Task to complete: Keep the wording of each record exactly the same when you repeat it, and leave out pictures.

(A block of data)
_ _ _ _ _ _ _
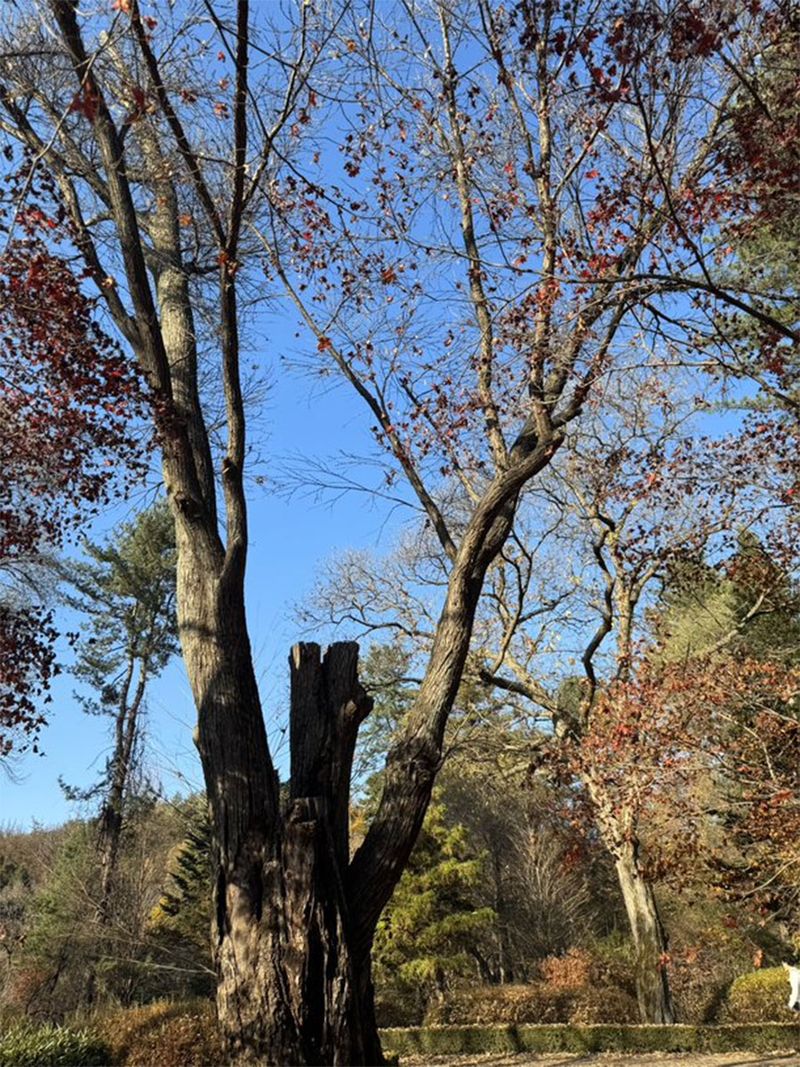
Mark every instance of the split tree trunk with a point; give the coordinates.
(293, 988)
(650, 939)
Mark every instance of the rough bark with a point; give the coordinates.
(650, 938)
(292, 988)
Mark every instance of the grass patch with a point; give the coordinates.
(27, 1045)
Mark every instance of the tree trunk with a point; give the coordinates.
(650, 938)
(291, 987)
(504, 941)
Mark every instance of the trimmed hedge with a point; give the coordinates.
(534, 1004)
(47, 1046)
(462, 1040)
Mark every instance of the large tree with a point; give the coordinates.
(547, 175)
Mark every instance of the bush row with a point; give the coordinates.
(463, 1040)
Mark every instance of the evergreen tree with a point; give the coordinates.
(425, 935)
(126, 592)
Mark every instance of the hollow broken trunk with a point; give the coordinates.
(293, 965)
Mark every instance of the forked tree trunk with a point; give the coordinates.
(650, 938)
(292, 987)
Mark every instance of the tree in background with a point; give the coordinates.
(127, 595)
(427, 934)
(68, 404)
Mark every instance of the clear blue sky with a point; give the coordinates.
(289, 539)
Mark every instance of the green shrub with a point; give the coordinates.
(30, 1046)
(464, 1040)
(164, 1034)
(536, 1003)
(485, 1005)
(758, 997)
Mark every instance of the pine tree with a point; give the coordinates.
(424, 937)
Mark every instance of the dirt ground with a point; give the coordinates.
(611, 1060)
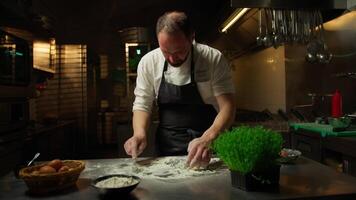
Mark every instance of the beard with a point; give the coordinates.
(178, 63)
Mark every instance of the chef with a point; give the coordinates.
(192, 86)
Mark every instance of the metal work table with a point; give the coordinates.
(306, 179)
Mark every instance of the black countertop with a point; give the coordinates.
(305, 179)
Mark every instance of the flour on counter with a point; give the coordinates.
(160, 168)
(171, 168)
(116, 182)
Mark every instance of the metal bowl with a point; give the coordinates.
(289, 155)
(342, 122)
(119, 189)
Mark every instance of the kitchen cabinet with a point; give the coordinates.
(52, 141)
(308, 143)
(341, 150)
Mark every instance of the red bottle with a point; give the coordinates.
(336, 105)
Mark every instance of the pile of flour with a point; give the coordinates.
(116, 182)
(161, 168)
(171, 168)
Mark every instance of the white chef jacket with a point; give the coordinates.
(212, 75)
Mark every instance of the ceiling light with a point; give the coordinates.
(236, 15)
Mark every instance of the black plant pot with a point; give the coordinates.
(267, 180)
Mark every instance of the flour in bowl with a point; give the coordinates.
(116, 182)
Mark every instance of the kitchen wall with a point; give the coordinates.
(260, 80)
(281, 78)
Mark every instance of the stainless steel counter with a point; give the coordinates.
(305, 179)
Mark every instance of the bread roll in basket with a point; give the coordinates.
(41, 183)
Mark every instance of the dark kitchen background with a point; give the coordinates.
(68, 72)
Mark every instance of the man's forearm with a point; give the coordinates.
(140, 122)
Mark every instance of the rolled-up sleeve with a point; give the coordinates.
(222, 81)
(144, 90)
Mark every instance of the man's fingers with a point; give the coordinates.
(205, 154)
(197, 158)
(191, 154)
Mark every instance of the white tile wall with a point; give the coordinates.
(260, 80)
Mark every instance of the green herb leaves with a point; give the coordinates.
(248, 149)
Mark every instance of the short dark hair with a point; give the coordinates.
(174, 22)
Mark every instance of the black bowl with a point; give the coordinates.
(117, 190)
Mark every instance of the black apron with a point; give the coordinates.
(183, 115)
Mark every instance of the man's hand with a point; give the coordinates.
(198, 153)
(135, 145)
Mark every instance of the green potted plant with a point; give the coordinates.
(251, 154)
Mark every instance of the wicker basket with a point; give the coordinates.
(45, 183)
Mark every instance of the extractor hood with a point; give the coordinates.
(294, 4)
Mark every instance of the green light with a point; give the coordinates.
(19, 54)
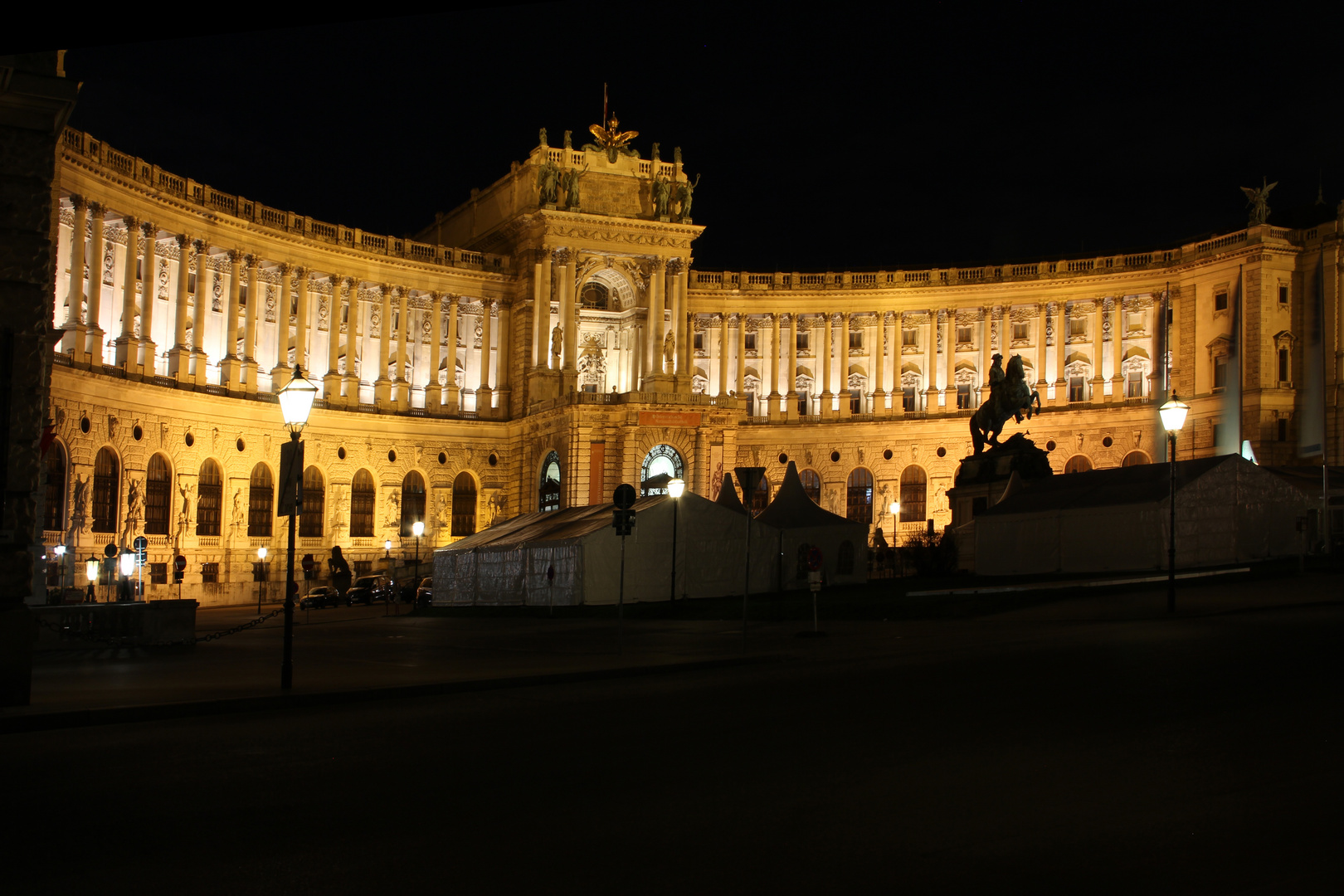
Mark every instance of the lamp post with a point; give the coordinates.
_ _ _ _ _ _ _
Correct output:
Mark every instance of the split tree trunk with a point; give the coordinates.
(293, 988)
(650, 939)
Mark every instance of the rough bark with a point; give the coordinates.
(650, 938)
(292, 988)
Mark every instance of the grass patch with a point; give the coordinates.
(27, 1045)
Mark every instance of the tree trunk with a point; give the coordinates.
(650, 938)
(291, 987)
(504, 941)
Mark every instance of the trimmed hedge with a point; give the coordinates.
(534, 1004)
(47, 1046)
(462, 1040)
Mark every instance of the large tree with a point; give the coordinates.
(547, 175)
Mark every instance of the bush row with a point; give the coordinates.
(463, 1040)
Mark every instance of the evergreen tree with a point; give the coordinates.
(425, 935)
(126, 592)
Mark every instance of the hollow broken trunk with a point; give the coordinates.
(293, 965)
Mark every instance of the forked tree trunk with a point; give the coordinates.
(650, 938)
(292, 987)
Mark every instance of the tree in background with a point; give the coordinates.
(127, 595)
(427, 934)
(68, 404)
Mark every instance of the clear blue sky with a point; give the coordinates.
(289, 539)
Mark every instance of the green shrub with a point; give the coordinates.
(30, 1046)
(464, 1040)
(164, 1034)
(536, 1003)
(485, 1005)
(758, 997)
Mark every instance of the pine tree with a point; give the coordinates.
(424, 937)
Mark every instance of the dirt ground with a point; give the coordinates.
(611, 1060)
Mark every instance of the beard with a point; give the coordinates.
(178, 63)
Mark every instance of the chef with a point; give the coordinates.
(192, 86)
Mark every instance of the metal work table with a point; give the coordinates.
(306, 179)
Mark every instance of the black countertop with a point; give the coordinates.
(305, 179)
Mark every instance of the flour on counter with a point; give the coordinates.
(160, 168)
(171, 168)
(116, 182)
Mark every instance of the metal bowl with a point; give the coordinates.
(289, 155)
(342, 122)
(119, 189)
Mark every instance of the kitchen cabinet with a point; give the coordinates.
(52, 141)
(308, 143)
(341, 150)
Mark every instance of the red bottle with a point; give the coordinates.
(336, 105)
Mark every instance of the pile of flour with a point; give the coordinates.
(116, 182)
(161, 168)
(171, 168)
Mark every instance of the white chef jacket with a point; give the coordinates.
(212, 75)
Mark every instance of the ceiling light with a point; give the coordinates.
(236, 15)
Mark every instance of the black plant pot with a point; give the coordinates.
(267, 180)
Mark every instance of the flour in bowl with a point; give the coordinates.
(116, 182)
Mark every instance of the kitchen wall with a point; give the coordinates.
(260, 80)
(281, 78)
Mark every instance of the stainless steel counter with a point; give the coordinates.
(305, 179)
Mark every instance of the bread roll in basket with a point; give the coordinates.
(41, 183)
Mark every instance of the dark kitchen background with a point; give the coordinates.
(68, 72)
Mark every instance of the man's forearm with a point; give the coordinates.
(140, 122)
Mark every instance of the rolled-up sleeve with a point; give the coordinates.
(222, 81)
(144, 90)
Mark every instance of the man's fingers with a point; give the coordinates.
(205, 154)
(197, 158)
(191, 154)
Mark every instance of the white tile wall with a point; give the coordinates.
(260, 80)
Mark every instance of the green herb leaves with a point; give the coordinates.
(248, 149)
Mark every instance of the short dark hair with a point; give the coordinates.
(174, 22)
Mark every instance of the black bowl with a point; give the coordinates.
(117, 190)
Mark every instance of the black apron with a point; give the coordinates.
(183, 115)
Mark every instance of the man's hand with a point; give the coordinates.
(198, 153)
(135, 145)
Mark every instance of the green potted plant with a point; give the coordinates.
(251, 154)
Mark every instance of the wicker basket with a point; give the coordinates.
(45, 183)
Mark every instance of the extractor hood with a point; give the coordinates.
(294, 4)
Mark every instance of the green light with a point; give the coordinates.
(19, 54)
Mark every instance of the lamp post with a point; give the coordinates.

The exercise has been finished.